▸ **Problem**:
Run through the data and copy out every line that mentions the word "walkway".

▸ **Data shown**:
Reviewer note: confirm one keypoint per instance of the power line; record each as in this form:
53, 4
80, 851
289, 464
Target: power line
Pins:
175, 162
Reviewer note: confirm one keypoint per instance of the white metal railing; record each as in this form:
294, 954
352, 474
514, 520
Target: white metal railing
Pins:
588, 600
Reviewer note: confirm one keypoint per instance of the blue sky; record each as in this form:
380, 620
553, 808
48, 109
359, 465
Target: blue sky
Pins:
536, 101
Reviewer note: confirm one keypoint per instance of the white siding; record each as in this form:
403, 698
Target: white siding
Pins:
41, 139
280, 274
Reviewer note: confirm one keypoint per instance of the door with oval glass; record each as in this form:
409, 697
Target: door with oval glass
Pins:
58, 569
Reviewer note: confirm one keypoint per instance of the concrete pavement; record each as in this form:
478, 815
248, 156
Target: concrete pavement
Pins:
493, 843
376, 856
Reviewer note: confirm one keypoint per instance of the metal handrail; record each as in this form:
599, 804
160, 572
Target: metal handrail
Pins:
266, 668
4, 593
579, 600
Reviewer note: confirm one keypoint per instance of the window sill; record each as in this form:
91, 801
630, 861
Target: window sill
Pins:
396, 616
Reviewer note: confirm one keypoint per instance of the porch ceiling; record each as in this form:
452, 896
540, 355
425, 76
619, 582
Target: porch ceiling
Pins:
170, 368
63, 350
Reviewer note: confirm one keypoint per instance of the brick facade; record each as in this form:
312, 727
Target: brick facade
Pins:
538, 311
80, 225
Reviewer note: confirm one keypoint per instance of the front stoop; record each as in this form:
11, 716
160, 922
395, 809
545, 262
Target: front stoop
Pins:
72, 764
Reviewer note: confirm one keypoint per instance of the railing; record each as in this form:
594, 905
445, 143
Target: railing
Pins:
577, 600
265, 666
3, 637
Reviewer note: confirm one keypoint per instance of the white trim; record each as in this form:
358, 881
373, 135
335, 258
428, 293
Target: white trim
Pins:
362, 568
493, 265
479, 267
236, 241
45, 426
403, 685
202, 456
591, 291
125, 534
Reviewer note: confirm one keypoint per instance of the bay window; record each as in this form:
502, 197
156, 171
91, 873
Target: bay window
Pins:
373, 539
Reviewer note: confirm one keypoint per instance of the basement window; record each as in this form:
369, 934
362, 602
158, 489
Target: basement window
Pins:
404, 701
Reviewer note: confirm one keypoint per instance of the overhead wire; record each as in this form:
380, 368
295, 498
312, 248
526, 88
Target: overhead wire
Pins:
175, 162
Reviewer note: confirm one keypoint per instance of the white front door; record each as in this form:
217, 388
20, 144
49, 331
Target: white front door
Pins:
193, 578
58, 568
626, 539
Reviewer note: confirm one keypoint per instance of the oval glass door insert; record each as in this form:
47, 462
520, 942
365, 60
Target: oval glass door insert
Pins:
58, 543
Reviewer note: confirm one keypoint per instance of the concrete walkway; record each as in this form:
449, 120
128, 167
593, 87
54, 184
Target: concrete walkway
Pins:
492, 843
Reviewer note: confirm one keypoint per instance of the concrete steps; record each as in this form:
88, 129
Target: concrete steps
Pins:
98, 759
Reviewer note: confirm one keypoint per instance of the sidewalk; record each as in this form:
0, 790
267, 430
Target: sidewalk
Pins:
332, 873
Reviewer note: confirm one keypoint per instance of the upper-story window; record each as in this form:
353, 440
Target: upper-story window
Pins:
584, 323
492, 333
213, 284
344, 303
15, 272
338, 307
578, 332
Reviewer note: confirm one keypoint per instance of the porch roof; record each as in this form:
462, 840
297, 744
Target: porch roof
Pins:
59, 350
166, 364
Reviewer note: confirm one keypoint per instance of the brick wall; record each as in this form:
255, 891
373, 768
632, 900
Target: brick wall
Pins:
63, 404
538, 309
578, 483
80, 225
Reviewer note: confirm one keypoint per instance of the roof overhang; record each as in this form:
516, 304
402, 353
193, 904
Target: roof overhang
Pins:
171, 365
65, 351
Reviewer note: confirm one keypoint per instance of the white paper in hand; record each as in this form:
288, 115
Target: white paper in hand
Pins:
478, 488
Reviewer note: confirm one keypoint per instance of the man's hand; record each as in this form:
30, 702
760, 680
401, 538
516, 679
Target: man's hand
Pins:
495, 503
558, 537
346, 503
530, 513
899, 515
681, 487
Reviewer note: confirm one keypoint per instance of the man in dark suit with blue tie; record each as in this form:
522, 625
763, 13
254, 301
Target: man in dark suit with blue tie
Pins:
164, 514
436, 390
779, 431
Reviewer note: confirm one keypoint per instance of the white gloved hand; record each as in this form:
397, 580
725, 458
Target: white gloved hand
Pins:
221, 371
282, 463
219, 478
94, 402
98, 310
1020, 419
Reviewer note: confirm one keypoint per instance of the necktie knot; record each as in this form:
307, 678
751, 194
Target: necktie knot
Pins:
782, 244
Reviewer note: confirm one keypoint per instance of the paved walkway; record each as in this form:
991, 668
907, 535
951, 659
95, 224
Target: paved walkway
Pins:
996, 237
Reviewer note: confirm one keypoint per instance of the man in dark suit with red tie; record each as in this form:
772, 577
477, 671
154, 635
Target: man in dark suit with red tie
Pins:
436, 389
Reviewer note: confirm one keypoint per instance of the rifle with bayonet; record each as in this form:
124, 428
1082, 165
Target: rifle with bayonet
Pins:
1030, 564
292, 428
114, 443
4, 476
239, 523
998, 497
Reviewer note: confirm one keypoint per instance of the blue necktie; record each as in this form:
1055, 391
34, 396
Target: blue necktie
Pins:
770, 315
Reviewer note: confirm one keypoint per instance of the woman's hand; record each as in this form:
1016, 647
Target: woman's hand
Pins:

▸ **Task output**:
Reviewer note: confirm one keypoint per instance of the concrete walkway; record each as in this form:
Target: concrete walkway
Reviewer note: confirm one keypoint per instance of the paved walkway; record each as in this form:
Target: paved walkway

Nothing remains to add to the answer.